YOUR OBJECTIVE
Can you repeat word for word the part of the article below on Turkey's mining and energy reforms, starting at "The privatisation policy" and ending at "simply General Directorate."?

TURKEY is continuing to privatise previously state-owned resources operations and develop an open...

Turkey oils the tracks for foreign resources players

As State Economy Minister Ali Babacan told a local Turkish newspaper earlier this year, “Domestic or foreign capital, it’s all the same. In order to let Turkey grow and provide more employment opportunities, it does not have the luxury to segregate its capital.”

The privatisation policy has been ongoing but, in 2007, the Government has taken things in the mineral and petroleum sectors a step further with amendments to Turkish mining and energy laws.

The changes are aimed at attracting more private and particularly foreign investment into Turkey in both exploration and at an operating capacity, according to Ayse Ozkan, head of Ozkan Law Office in Istanbul.

The administration that was previously divided over several departments has been rolled into a central body called the Mining Affairs General Directorate of the Ministry of Energy and Natural Resources, or simply General Directorate.

This has the goal of “reduce the bureaucratic difficulties in the permission and licensing process” as well as simplifying the application process and shortening the time taken for approvals, according to Ozkan.

“In addition, some of the mining activities are excluded from the environmental impact assessment (EIA) and for those activities that require EIA, the time period for the process is shortened up to three months,” she said.

The licensing fees have also been reduced and expropriation of privately owned lands for mining is now possible if deemed in the public’s best interest, and limitations in relation to “certain types of land” have been removed.

The standard exploration licence is valid for three years but a submission can be made to extend that for a further two years for certain minerals, while the operating licence for developers and miners is valid for 10 years and can be extended upon application.

There is a new reduced royalty system for both minerals and petroleum products, with the mineral royalty for most commodities at about 4%, while the petroleum rates vary between 1.7% and 5% and are based on production.

The tangible effects can be seen in the joint venture between Eureka Energy and Incremental Petroleum over the Selmo oil field in Turkey.

Under the new royalty rate the Government will receive 1.7% in royalties from the first 1000 barrels produced per well, which will increase to 5% for the next 4000bbl. This equates to a net royalty of 3.2% compared to 12.5% under the old system.

Turkey has been pro-active in energy opportunities in the region, with a diversified petrochemical industry and an involvement as a joint venture partner in the massive Nabucco pipeline project, which plans to pipe Caspian and possibly Middle Eastern gas through Turkey to Europe to ease shortening supply issues. However, the project is far from a sure thing and question marks remain over its ability to secure a gas supply.

There is also an inherent risk of instability in the region between the south Caspian and eastern Turkey – in the past two years there have been several attacks by Kurdish separatists on gas and oil lines in Turkey and in northern Iran, according to the Economist Intelligence Unit.

Excerpts of labeled region data:
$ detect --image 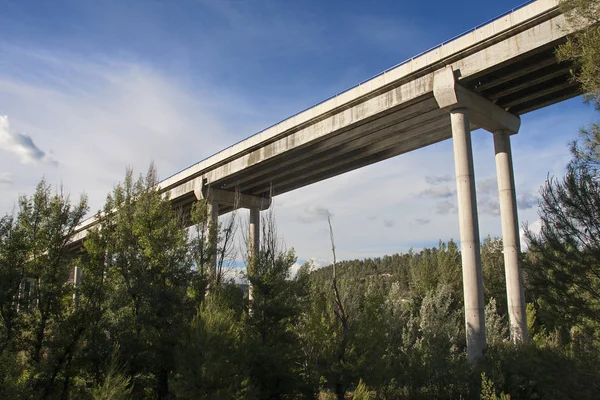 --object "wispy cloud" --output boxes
[0,172,13,185]
[425,175,452,185]
[299,205,333,224]
[0,115,58,166]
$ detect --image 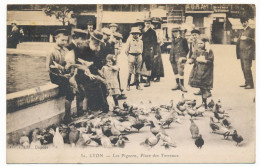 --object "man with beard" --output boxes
[142,18,157,87]
[236,17,255,89]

SOLUTION TO THE PROBLEM
The privatisation policy has been ongoing but, in 2007, the Government has taken things in the mineral and petroleum sectors a step further with amendments to Turkish mining and energy laws.

The changes are aimed at attracting more private and particularly foreign investment into Turkey in both exploration and at an operating capacity, according to Ayse Ozkan, head of Ozkan Law Office in Istanbul.

The administration that was previously divided over several departments has been rolled into a central body called the Mining Affairs General Directorate of the Ministry of Energy and Natural Resources, or simply General Directorate.